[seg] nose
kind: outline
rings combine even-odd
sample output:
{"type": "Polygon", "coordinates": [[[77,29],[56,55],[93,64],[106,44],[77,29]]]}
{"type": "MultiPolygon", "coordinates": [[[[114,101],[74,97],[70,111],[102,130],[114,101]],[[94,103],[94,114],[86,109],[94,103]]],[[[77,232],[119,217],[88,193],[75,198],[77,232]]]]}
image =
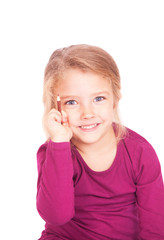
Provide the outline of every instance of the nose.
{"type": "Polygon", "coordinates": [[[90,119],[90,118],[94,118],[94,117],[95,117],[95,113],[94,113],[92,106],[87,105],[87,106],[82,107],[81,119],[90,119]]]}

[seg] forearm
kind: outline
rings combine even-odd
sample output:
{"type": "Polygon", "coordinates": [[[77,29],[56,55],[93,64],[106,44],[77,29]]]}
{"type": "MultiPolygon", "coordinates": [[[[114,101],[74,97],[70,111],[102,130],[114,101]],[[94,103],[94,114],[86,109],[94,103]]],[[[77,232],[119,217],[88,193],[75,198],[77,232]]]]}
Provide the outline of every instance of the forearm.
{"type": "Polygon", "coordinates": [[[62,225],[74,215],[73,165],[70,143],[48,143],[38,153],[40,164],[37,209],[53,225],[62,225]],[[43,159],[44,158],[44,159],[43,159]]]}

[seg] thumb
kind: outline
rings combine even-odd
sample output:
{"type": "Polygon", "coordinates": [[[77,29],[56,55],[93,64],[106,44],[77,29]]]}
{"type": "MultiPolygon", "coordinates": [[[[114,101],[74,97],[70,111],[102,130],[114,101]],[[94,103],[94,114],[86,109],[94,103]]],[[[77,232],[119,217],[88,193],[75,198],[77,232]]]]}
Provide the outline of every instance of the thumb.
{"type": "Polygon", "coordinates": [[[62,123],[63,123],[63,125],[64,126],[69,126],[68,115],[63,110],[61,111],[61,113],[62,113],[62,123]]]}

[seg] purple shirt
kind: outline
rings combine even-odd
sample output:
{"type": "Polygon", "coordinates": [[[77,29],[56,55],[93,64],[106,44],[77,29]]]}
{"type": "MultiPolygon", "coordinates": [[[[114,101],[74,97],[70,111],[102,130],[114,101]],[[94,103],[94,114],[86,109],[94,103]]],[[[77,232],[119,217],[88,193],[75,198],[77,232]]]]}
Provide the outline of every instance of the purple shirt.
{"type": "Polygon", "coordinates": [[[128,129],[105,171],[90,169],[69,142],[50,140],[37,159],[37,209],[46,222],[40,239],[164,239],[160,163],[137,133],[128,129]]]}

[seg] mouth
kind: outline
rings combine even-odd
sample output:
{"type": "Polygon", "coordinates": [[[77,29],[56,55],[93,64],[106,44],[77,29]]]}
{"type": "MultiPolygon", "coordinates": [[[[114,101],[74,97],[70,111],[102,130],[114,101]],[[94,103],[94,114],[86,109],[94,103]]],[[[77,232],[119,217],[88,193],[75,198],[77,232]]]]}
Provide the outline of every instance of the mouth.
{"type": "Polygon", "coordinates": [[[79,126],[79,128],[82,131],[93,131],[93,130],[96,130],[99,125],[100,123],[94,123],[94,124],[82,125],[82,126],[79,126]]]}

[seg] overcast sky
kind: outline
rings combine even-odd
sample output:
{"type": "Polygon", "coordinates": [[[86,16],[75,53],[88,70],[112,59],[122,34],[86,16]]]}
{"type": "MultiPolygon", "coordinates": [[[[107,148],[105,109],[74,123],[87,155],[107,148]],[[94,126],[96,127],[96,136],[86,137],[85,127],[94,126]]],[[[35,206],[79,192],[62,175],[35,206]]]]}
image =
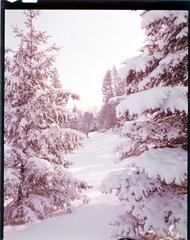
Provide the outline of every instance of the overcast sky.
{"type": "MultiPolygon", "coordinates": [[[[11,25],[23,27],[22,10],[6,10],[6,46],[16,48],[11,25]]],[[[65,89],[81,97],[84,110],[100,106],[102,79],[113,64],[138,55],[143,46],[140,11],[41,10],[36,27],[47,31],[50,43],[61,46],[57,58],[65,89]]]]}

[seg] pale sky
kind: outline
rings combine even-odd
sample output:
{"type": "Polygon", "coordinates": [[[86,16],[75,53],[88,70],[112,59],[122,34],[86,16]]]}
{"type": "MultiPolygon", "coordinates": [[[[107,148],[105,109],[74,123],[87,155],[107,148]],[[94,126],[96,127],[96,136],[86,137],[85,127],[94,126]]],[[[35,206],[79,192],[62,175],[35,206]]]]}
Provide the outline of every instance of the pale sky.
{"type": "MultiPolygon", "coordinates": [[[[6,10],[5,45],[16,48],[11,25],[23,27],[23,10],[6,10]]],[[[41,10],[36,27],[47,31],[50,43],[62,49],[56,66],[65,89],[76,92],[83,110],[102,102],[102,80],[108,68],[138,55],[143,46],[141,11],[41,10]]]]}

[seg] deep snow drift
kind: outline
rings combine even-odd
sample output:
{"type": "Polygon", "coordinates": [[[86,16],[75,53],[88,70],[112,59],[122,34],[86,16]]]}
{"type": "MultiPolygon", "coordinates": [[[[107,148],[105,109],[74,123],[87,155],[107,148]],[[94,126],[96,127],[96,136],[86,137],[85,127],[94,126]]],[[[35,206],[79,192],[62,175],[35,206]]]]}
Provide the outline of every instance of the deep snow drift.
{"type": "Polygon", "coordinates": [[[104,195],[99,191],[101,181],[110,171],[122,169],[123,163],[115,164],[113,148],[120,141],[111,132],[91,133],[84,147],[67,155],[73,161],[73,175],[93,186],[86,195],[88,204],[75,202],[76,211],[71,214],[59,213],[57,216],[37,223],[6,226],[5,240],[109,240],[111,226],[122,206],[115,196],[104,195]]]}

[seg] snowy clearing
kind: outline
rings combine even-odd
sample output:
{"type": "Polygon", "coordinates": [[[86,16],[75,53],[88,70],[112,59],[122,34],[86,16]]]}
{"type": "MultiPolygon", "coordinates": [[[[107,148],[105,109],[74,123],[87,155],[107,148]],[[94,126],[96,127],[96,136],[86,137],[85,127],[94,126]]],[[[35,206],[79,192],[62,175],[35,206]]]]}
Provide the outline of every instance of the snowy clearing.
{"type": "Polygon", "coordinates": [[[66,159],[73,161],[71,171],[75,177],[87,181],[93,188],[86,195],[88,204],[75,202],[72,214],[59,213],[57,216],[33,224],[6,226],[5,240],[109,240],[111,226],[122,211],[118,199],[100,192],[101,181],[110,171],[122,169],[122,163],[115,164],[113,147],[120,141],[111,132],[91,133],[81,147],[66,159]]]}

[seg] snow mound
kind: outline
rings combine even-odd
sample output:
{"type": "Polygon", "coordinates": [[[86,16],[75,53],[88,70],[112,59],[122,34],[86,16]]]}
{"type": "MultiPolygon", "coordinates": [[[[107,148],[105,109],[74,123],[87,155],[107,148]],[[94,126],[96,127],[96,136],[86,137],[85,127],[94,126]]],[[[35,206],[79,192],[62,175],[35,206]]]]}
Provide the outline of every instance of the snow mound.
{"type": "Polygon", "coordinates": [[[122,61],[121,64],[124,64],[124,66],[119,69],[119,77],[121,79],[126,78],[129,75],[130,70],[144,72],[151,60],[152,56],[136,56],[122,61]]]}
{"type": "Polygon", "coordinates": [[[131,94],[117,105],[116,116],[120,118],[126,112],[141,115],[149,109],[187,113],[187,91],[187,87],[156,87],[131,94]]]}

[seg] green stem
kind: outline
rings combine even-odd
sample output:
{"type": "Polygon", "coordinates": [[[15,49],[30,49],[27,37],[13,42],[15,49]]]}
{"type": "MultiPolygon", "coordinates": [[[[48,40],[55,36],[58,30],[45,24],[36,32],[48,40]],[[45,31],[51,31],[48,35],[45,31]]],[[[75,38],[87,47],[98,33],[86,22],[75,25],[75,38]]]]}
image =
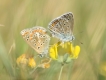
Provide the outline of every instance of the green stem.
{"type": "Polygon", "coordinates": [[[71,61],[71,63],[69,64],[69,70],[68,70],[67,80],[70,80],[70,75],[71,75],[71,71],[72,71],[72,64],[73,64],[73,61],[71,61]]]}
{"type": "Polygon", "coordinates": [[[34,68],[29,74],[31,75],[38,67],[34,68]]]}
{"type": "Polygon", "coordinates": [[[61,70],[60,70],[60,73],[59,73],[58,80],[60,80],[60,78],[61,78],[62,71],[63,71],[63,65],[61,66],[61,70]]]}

=-=-=

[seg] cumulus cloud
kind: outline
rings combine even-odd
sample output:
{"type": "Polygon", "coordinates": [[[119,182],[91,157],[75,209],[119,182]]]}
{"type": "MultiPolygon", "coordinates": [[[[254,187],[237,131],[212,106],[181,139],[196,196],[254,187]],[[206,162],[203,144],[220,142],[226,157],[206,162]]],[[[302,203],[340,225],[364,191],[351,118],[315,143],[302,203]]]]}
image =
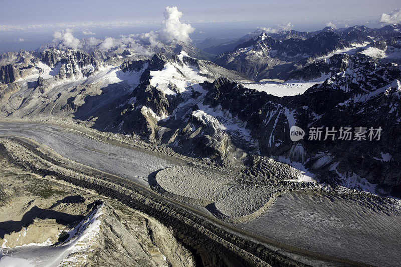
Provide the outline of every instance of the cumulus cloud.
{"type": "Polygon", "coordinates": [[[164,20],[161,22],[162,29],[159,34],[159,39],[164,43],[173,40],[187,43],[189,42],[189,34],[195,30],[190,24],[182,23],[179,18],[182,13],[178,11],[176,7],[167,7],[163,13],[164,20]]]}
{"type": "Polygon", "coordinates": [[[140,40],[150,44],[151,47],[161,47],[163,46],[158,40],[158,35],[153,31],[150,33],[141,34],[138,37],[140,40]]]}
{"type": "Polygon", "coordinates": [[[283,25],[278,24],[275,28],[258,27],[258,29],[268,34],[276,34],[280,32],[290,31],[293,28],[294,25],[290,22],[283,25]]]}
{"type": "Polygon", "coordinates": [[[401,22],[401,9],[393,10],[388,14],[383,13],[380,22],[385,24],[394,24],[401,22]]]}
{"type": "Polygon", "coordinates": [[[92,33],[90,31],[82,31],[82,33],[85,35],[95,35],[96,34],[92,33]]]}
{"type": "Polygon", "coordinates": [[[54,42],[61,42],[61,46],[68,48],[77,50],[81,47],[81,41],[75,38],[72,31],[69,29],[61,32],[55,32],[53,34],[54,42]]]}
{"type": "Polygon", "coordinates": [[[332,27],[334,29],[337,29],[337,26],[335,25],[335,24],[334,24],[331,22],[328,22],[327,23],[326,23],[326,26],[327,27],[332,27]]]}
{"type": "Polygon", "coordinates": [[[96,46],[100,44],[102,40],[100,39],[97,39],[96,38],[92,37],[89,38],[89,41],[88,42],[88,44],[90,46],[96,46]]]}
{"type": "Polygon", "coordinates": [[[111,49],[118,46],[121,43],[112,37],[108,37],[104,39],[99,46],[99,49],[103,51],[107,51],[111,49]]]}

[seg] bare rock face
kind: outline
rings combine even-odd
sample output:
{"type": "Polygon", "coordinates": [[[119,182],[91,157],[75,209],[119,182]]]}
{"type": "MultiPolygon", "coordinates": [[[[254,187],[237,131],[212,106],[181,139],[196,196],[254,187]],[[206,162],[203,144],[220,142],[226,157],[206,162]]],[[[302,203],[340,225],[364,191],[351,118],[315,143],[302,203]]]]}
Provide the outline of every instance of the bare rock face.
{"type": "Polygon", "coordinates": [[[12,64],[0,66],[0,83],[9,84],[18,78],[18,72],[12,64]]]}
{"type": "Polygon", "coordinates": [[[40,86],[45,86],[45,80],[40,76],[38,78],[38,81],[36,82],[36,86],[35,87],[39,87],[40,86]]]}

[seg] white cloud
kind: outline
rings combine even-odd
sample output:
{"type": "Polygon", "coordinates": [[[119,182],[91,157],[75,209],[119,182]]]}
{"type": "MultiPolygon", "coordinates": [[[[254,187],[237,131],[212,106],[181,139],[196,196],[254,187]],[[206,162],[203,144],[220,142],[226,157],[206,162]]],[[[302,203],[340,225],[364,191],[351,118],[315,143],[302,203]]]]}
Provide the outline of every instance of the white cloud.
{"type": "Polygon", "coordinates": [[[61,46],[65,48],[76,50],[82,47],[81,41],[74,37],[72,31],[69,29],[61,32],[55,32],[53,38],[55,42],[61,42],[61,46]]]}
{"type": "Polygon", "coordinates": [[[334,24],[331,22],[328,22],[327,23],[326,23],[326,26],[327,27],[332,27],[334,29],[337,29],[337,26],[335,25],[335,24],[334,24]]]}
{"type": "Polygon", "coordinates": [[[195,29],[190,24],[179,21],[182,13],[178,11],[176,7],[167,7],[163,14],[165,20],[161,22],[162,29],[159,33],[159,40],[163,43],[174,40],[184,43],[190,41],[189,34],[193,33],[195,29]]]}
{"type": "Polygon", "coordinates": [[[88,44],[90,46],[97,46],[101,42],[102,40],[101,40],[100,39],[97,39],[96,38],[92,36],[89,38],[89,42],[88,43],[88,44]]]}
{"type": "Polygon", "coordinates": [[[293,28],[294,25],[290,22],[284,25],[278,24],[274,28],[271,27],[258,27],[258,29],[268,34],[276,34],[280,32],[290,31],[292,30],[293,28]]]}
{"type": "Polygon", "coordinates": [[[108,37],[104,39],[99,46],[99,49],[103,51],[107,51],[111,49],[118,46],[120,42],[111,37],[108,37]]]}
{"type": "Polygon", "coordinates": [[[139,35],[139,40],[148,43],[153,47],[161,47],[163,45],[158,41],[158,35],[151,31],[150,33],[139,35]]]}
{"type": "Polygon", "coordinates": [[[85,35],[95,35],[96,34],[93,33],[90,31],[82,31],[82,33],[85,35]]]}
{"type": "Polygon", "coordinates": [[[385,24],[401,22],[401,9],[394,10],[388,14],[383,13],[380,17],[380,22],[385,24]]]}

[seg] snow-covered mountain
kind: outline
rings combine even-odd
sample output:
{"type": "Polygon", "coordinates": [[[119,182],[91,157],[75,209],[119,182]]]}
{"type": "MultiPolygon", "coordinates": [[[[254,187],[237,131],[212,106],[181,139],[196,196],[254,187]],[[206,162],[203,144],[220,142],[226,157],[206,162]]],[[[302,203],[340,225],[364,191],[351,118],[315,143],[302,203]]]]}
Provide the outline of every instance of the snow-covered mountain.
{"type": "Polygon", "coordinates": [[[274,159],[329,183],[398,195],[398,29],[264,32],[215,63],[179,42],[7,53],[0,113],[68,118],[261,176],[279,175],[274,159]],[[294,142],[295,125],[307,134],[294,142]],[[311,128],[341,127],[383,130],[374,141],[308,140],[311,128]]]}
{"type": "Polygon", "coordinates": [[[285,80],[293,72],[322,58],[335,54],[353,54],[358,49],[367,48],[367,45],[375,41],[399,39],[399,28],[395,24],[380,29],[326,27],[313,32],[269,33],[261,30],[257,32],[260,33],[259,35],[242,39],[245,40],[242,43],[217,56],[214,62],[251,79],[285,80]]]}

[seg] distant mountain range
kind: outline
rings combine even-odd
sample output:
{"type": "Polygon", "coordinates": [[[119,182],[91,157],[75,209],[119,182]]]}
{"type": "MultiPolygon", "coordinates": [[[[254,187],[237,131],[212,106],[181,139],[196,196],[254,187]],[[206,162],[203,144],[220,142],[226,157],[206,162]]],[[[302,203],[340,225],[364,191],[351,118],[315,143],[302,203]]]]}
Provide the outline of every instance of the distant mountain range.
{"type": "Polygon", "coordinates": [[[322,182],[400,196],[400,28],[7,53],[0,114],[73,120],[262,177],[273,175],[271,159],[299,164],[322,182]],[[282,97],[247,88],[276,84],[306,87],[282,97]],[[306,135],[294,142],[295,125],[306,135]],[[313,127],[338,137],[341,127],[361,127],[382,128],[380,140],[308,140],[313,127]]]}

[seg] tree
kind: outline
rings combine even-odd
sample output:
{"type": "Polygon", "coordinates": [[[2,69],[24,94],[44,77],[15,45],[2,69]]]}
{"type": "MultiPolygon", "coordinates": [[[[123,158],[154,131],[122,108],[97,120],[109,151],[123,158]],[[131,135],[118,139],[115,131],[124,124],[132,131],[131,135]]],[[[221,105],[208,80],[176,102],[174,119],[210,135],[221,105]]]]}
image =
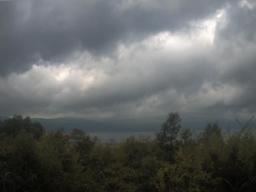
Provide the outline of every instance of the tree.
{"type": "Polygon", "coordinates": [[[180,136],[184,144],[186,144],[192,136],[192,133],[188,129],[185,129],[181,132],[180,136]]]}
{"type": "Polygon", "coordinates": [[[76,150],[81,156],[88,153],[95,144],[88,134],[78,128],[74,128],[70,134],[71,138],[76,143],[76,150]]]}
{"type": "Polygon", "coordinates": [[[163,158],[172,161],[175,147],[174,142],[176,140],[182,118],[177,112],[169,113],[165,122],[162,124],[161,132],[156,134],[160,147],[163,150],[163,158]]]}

=-=-=

» **REQUIRED TASK**
Write out the part of the data above that opens with the line containing "[seg] deep snow drift" and closes with the line containing "Provide the outline of every instance of the deep", both of those lines included, reproducing each line exactly.

» **FINAL RESULT**
[seg] deep snow drift
kind: outline
rings combine even-odd
sample output:
{"type": "Polygon", "coordinates": [[[86,16],[75,53],[88,70],[112,59],[122,34],[86,16]]]}
{"type": "MultiPolygon", "coordinates": [[[[107,148],[105,109],[74,123],[87,155],[107,148]],[[94,126],[96,127],[96,136],[86,137],[85,127],[94,126]]],[[[35,206],[79,192],[62,175],[35,206]]]]}
Provide the outline of every instance of the deep snow drift.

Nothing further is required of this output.